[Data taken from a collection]
···
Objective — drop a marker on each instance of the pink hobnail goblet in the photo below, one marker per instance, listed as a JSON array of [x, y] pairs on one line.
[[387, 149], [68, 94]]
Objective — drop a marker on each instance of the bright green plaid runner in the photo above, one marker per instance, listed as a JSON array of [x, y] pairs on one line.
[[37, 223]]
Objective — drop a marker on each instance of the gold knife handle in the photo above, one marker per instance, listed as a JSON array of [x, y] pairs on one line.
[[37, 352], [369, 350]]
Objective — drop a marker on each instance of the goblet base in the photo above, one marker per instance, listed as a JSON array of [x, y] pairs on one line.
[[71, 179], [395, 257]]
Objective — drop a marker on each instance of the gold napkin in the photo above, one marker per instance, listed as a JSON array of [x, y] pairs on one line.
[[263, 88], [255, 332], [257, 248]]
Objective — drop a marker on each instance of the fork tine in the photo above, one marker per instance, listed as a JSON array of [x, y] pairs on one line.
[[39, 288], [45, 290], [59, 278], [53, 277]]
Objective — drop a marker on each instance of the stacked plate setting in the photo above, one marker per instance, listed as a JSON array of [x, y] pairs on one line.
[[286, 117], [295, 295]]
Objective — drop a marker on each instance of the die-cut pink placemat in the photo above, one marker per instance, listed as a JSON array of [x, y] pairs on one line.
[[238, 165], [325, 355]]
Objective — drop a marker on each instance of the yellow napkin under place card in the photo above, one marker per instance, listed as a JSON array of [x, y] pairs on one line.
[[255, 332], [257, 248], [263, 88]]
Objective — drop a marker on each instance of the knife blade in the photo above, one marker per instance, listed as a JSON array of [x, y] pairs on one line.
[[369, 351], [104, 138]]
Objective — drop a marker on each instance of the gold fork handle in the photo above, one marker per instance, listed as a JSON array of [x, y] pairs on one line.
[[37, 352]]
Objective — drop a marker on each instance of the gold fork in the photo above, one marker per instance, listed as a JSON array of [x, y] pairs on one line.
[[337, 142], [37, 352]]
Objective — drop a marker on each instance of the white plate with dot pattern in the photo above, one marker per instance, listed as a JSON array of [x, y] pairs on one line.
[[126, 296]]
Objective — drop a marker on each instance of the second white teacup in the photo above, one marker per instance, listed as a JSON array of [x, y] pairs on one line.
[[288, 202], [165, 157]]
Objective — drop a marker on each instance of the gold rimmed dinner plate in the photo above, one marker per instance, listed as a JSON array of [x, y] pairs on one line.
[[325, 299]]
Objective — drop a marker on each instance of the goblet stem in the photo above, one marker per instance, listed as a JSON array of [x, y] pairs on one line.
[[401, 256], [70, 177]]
···
▶ [WORK REQUIRED]
Duplicate, with no changes, the part of the material above that opens with the line containing "the gold rimmed" and continues through the end of the material.

▶ [OUTPUT FOR THIS EXERCISE]
Objective — drop a marker on each instance of the gold rimmed dinner plate in the photo above, one marker per instance, listed as a JSON array of [x, y] pairs on one line.
[[325, 299]]
Objective — drop a marker on each instance of the goblet stem in the photo above, one marker per instance, listed as a JSON array of [x, y] pairs on one line.
[[401, 256], [70, 177]]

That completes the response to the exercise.